抽出テキスト:
奴は農民や一般町民の次男三男が雇われてなることが多かった。武士が出かける時の荷物持ちなど、雑務をこなしていた。参勤交代の時には大勢の奴が必要となるため、このときだけ臨時で雇われるということもあった。
奴は、大きな四角形を染めた半纏を着ていることが多かった。この紋所は、「釘抜紋」と呼ばれる。この紋所から、食材を大きめの立方体に切ることを「奴に切る」と表現するようになった。「冷奴」は豆腐を奴に切って食べることからその名がついた。
現代でも正月などに凧揚げをする際によく見かける「奴凧(やっこだこ)」は、この奴の筒袖を張った姿を模したものである。
また、遊廓や花柳界の女性がこの身分の男性の言行をまねることがあったことより、遊女や芸者を「○○奴」と呼ぶことがあった。

取り組む問題:
A. 奴についての文章から、「奴は、大きな四角形を染めた半」を含む語句で始まり「張った姿を模したものである。」で終わる部分を、一字も変えずにそのまま繰り返してください。
B. 次の記述(i)〜(iii)がそれぞれ奴についての文章の内容と合っているか、「はい」か「いいえ」で答え、判断の根拠となる本文の語句をそのまま引用してください。
(i) 奴には、武士の家の次男三男が雇われてなることが多かった。
(ii) 奴の半纏に染められた大きな四角形の紋所は、「釘抜紋」と呼ばれる。
(iii) 「冷奴」という名は、豆腐を奴に切って食べることに由来する。
C. 奴についての文章の続きを、最後の文の後から書き進めてください。

データ項目:
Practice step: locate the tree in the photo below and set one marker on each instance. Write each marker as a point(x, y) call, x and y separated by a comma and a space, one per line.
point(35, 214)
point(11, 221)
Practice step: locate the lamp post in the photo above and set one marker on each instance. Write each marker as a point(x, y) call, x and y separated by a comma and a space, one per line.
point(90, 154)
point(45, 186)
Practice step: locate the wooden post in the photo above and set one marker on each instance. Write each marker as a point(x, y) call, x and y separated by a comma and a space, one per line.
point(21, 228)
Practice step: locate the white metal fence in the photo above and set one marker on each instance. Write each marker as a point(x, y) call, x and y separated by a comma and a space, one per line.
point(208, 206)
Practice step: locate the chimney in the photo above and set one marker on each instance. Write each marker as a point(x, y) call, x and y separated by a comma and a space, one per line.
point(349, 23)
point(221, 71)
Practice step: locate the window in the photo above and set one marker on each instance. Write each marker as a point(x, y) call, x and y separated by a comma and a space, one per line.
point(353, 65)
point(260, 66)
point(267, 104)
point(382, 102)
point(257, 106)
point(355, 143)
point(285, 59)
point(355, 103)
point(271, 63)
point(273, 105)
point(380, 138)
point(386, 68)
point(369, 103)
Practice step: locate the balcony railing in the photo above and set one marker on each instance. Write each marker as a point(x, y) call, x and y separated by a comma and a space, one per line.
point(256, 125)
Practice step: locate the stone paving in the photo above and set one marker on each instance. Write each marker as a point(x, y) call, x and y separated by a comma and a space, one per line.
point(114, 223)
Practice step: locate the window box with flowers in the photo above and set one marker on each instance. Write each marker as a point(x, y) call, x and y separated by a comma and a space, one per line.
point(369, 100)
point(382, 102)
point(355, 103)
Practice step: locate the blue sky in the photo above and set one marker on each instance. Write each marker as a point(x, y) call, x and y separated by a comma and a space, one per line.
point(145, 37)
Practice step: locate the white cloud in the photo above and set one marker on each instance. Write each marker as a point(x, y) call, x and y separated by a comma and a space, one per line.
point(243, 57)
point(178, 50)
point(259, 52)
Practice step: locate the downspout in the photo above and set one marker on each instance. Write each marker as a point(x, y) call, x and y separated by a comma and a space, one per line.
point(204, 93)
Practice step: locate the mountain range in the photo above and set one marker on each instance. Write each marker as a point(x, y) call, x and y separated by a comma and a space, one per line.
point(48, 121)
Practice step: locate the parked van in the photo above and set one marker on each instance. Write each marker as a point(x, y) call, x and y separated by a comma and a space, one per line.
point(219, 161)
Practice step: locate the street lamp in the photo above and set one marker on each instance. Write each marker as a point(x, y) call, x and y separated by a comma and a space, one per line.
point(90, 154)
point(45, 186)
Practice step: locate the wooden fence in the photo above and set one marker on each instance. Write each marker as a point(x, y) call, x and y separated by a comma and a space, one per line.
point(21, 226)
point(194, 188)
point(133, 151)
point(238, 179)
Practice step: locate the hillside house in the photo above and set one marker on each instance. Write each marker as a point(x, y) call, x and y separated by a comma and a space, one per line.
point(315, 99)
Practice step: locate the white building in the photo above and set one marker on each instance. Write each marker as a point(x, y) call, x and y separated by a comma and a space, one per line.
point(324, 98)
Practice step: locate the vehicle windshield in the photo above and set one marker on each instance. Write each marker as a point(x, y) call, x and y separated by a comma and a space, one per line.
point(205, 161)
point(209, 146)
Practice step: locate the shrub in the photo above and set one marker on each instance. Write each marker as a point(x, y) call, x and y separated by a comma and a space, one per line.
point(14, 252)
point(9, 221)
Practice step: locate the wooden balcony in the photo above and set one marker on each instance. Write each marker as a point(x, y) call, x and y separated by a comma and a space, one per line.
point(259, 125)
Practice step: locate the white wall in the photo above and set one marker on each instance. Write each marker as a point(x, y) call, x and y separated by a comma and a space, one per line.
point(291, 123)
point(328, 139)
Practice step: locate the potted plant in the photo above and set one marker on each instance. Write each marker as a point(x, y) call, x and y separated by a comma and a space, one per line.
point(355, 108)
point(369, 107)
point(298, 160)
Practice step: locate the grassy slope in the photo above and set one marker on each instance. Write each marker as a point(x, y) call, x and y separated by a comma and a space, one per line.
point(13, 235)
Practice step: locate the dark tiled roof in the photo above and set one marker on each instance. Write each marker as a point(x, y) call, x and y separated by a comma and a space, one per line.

順番の出力:
A.
奴は、大きな四角形を染めた半纏を着ていることが多かった。この紋所は、「釘抜紋」と呼ばれる。この紋所から、食材を大きめの立方体に切ることを「奴に切る」と表現するようになった。「冷奴」は豆腐を奴に切って食べることからその名がついた。
現代でも正月などに凧揚げをする際によく見かける「奴凧(やっこだこ)」は、この奴の筒袖を張った姿を模したものである。

B.
(i) いいえ。「奴は農民や一般町民の次男三男が雇われてなることが多かった。」
(ii) はい。「この紋所は、「釘抜紋」と呼ばれる。」
(iii) はい。「「冷奴」は豆腐を奴に切って食べることからその名がついた。」

C.
なお、『古事記』が編纂された古代においては奴は奴隷階級を意味していたと考えられる。
作品中の奴[編集]
歌舞伎、歌舞伎舞踊、祭りの大名行列、等では、上記の奴の扮装、『繻子奴』が登場する場合が多い。上記の半纏を綿入りにして、丸ぐけの太い帯を締め、伊達下がりを見せる場合が多い。
歌舞伎舞踊[編集]
- 供奴(長唄)
- 国入奴(長唄)
祭り・郷土芸能[編集]
- 南部ばやし(遠野市)
- 虎踊り(横須賀市)
- 島田帯祭り(島田市)
- 稚児舞(朝日町)
- 黒島天領祭(輪島市)
- ほうらい祭り(白山市)
- 佐野夏祭り(泉佐野市)
- 坂越の船祭り(赤穂市)
- 高砂神社秋祭(高砂市)
- 荒井神社秋祭り(高砂市)
参考文献[編集]
- 『歌舞伎のダンディズム』(杉本苑子著、NHK出版、後に講談社文庫で再刊)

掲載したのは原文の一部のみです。